Exercise set:
a. Return the part of the forum thread from "http://www.prosportsdaily.com/comments/ ... 65150.html" up to and including "multiple Pro Bowlers.", copied word for word.
b. Recast the lines of the records from the line with "Where can the blue" through the end of the records as a JSON list of strings, one string per line, with blank lines left out.

Passage provided:

# Defense(less)?



## bandman (Feb 13, 2006)

http://www.prosportsdaily.com/comments/ ... 65150.html



> "The New Orleans Saints, which has three players facing four-game suspensions due to testing positive for water pills, isn't the only team feeling the heat of possibly losing multiple Pro Bowlers.
> 
> FOX Sports has learned that both of the Minnesota Vikings' Pro Bowl defensive tackles, Kevin Williams and Pat Williams, are also facing suspensions for testing positive for the same product. Losing one of the Williams would be a major blow to the Vikings but to possibly lose both would serve as a major blow to the NFC North contenders.
> 
> ...


http://www.prosportsdaily.com/comments/ ... 65477.html



> "On their only week off during the regular season, the Vikings might have suffered a big hit to their playoff hopes with news that they could be without two of their best players for a significant stretch.
> 
> Defensive tackles Kevin Williams and Pat Williams are facing four-game suspensions after testing positive for a banned diuretic, according to a Fox Sports report.
> 
> ...


----------



## TK33 (Aug 12, 2008)

Dataset extract:

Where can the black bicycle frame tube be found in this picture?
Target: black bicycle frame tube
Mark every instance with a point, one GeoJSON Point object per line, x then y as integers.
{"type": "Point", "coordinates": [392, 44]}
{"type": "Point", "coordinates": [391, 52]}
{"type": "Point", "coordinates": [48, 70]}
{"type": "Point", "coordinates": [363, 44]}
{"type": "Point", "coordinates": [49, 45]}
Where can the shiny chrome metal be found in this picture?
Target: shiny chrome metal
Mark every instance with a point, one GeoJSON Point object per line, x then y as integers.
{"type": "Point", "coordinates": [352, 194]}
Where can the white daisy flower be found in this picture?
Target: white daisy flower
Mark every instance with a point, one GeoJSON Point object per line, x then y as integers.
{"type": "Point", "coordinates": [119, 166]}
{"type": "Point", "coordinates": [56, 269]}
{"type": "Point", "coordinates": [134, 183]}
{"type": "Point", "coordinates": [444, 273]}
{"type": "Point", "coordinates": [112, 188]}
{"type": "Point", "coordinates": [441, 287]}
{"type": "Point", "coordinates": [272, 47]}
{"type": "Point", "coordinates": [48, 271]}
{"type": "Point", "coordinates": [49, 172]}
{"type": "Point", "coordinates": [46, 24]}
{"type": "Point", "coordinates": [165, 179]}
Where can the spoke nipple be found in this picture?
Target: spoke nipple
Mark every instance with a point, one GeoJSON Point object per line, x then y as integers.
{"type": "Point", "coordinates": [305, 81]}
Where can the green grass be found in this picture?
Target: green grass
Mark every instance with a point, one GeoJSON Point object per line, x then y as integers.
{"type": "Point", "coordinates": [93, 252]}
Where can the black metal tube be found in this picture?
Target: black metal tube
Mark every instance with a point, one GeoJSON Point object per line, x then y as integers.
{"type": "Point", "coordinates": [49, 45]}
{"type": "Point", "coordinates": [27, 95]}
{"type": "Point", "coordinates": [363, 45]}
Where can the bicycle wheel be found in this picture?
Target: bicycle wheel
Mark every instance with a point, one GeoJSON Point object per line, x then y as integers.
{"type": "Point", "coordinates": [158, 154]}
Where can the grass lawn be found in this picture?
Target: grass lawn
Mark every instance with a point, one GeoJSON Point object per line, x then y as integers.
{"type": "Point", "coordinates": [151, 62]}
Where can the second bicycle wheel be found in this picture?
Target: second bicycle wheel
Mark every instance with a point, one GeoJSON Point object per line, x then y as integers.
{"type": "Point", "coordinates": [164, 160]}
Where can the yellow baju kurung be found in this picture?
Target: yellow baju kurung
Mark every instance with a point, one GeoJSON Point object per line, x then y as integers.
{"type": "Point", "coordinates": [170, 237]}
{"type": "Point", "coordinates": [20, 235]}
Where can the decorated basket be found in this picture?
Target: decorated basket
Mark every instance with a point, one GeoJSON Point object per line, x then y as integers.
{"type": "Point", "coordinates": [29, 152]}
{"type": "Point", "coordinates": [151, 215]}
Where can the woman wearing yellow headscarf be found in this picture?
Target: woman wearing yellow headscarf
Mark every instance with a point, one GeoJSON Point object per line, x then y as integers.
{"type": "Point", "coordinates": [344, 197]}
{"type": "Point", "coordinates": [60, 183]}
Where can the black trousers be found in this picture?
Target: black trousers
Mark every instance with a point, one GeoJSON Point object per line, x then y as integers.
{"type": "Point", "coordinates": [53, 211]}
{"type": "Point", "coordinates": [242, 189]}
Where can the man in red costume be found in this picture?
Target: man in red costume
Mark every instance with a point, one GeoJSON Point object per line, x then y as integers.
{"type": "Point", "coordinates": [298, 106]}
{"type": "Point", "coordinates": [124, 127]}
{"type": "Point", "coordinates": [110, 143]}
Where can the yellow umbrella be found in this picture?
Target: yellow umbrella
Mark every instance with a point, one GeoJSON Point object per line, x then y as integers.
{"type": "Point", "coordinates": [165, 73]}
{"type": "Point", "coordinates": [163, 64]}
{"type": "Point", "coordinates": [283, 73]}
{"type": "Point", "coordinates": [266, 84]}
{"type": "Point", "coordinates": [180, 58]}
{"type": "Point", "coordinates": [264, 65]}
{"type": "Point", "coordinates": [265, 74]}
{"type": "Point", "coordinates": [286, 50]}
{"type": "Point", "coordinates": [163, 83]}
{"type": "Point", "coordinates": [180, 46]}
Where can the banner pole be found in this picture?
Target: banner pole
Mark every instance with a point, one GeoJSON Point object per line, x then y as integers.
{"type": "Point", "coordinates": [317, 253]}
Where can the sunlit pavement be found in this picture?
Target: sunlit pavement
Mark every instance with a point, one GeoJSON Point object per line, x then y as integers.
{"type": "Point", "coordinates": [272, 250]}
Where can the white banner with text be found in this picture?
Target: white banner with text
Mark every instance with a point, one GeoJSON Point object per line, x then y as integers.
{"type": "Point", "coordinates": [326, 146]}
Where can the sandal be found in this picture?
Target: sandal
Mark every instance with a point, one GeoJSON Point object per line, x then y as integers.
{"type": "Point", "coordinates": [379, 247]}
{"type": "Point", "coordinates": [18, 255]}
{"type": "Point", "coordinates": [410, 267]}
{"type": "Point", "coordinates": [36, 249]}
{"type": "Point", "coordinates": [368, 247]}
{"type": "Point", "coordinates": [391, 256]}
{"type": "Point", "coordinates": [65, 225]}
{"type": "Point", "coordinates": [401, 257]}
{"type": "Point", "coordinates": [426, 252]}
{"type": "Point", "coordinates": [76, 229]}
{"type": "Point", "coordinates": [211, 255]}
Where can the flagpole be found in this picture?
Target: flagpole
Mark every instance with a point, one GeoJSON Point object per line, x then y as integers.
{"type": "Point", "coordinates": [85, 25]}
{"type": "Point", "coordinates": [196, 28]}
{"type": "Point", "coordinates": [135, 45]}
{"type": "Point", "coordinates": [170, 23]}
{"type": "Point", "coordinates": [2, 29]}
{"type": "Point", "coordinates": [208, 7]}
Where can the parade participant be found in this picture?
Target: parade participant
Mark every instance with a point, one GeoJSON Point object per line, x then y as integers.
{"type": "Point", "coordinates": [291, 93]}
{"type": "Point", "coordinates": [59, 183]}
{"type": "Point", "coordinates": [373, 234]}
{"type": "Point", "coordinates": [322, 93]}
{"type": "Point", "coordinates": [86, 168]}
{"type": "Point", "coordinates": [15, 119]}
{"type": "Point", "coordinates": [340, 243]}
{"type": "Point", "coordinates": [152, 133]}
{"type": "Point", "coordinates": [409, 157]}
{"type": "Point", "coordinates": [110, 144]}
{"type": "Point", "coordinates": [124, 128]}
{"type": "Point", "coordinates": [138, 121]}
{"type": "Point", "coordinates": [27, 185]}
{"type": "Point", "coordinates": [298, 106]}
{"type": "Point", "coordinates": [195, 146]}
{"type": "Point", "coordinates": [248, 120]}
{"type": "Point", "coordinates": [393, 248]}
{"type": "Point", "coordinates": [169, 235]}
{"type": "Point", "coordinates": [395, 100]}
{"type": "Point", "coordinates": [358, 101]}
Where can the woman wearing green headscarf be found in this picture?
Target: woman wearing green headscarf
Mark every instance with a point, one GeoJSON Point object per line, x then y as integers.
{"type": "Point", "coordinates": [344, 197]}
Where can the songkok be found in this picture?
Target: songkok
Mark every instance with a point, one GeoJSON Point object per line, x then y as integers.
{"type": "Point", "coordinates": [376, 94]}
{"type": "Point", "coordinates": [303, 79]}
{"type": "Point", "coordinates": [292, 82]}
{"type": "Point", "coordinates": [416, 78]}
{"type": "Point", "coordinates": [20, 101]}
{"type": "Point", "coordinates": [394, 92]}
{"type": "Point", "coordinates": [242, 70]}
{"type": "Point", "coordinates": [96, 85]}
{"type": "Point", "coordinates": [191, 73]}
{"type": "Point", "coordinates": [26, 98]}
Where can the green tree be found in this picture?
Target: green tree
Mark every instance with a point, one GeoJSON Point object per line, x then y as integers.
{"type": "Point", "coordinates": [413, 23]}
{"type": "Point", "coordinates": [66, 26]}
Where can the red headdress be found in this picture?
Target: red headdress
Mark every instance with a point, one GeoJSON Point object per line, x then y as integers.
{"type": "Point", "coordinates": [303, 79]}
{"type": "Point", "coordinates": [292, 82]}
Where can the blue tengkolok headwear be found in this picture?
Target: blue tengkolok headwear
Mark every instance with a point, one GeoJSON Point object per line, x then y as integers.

The solutions:
a.
http://www.prosportsdaily.com/comments/ ... 65150.html



> "The New Orleans Saints, which has three players facing four-game suspensions due to testing positive for water pills, isn't the only team feeling the heat of possibly losing multiple Pro Bowlers.

b.
[
  "Where can the blue tengkolok headwear be found in this picture?",
  "Target: blue tengkolok headwear",
  "Mark every instance with a point, one GeoJSON Point object per line, x then y as integers."
]